Supplied text:
--- --- ---
E-mail ground truth communities (departments of senders)

4.1.4 Technical details

In this section, we discuss some hardware-specific implementation details. The machine the benchmarks were run on was a Intel(R) Xeon(R) Gold 6150 CPU @ 2.70GHz processor equiped machine with 64GB of RAM. The machine also has a Nvidia Tesla GPU, which we used to test whether our NetMF implementation works as expected (on GPU). For the actual benchmarks, we did not use GPU for factorizing the network, in order to more easily compare the execution times on CPU only. We intentionally didn’t use GPU to demonstrate that no specialized hardware is needed to obtain competitive results. The LabelPropagation baseline was implemented using Hagberg et al. (2008), the Louvain algorithm implementation, as well as a wrapper for the InfoMap binary can be found in Skrlj et al. (2019c), Škrlj et al. (2019b). The validRange for the empirical evaluation was set to the interval [5, |N|, 10]. The embedding space parameters used during optimization were: number of negative samples (\(\{1,5,20\}\)), window size (\(\{1,3,5,10,30,50\}\)) and embedding dimension (\(\{16,32,64,128,256\}\)). In “Appendix 2”, we explain how the social network’s Silhouettes were normalized based on the level of embedding dimension which yielded more robust results.

4.1.5 Community quality evaluation measures

An established approach to evaluating the quality of community detection algorithms is via ground truth communities. We assume the “optimal” partition P(G) (ground truth) is known upfront. A partition similarity score (as defined next) is used to compare the ground truth partition with the one returned by a community detection algorithm.

We next discuss the measures of performance we used to evaluate how well a given algorithm is able to detect communities. We employ the following three measures. Normalized Mutual Information (NMI) This index is defined as follows:

$$\begin{aligned} \text {NMI}(Y,C) = \frac{2 \times I(Y;C)}{H(Y) + H(C)}; \end{aligned}$$

where H(C) denotes the entropy of the assigned labels C, the H(Y) entropy of the ground-truth labels Y. The I(YC) denotes the mutual information (Thomas and Cover 1991; Toni et al. 2009) between Y and C. Thus, the larger the score, the better the matching.
--- --- ---
Task A: Revise the community detection passage from "An established approach" up to and including "community detection algorithm.", replacing "partition similarity score" with "partition agreement score".
The text and the records come from separate sources.
--- --- ---
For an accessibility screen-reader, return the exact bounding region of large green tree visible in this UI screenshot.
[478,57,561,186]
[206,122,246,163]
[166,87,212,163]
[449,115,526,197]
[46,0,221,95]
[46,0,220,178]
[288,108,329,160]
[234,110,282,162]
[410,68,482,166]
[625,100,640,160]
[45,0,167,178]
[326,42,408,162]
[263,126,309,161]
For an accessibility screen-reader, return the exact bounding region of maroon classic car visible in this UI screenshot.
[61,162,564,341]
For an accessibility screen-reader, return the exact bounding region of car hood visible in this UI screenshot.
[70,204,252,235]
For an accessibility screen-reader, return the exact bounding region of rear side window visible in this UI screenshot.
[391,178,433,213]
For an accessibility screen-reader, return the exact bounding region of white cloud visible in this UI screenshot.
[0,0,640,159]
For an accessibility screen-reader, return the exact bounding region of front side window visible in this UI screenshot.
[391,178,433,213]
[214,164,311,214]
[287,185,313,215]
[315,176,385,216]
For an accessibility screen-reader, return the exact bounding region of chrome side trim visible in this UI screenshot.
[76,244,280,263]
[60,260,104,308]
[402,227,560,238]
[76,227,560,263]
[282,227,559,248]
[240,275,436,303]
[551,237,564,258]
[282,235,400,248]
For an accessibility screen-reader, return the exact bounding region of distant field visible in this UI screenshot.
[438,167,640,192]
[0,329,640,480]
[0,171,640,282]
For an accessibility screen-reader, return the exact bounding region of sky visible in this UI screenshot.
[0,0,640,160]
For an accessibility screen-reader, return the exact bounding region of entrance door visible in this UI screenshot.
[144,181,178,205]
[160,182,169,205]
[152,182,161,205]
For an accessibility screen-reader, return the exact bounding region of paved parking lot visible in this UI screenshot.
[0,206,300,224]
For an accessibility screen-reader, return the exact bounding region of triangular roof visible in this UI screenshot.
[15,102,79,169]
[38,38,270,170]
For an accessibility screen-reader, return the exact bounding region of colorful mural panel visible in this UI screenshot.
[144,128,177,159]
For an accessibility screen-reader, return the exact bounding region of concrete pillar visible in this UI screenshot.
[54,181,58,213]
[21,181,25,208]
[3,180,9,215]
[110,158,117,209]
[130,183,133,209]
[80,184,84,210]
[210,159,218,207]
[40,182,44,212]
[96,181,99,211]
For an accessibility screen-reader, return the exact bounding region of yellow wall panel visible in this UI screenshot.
--- --- ---
Task B: Copy out the records word for word, from the line with "mural panel visible in this UI screenshot." up to and including the last line of the records.

Exercise response A:
An established approach to evaluating the quality of community detection algorithms is via ground truth communities. We assume the “optimal” partition P(G) (ground truth) is known upfront. A partition agreement score (as defined next) is used to compare the ground truth partition with the one returned by a community detection algorithm.

Exercise response B:
For an accessibility screen-reader, return the exact bounding region of colorful mural panel visible in this UI screenshot.
[144,128,177,159]
For an accessibility screen-reader, return the exact bounding region of concrete pillar visible in this UI screenshot.
[54,181,58,213]
[21,181,25,208]
[3,180,9,215]
[110,158,117,209]
[130,183,133,209]
[80,184,84,210]
[210,159,218,207]
[40,182,44,212]
[96,181,99,211]
For an accessibility screen-reader, return the exact bounding region of yellow wall panel visible in this UI screenshot.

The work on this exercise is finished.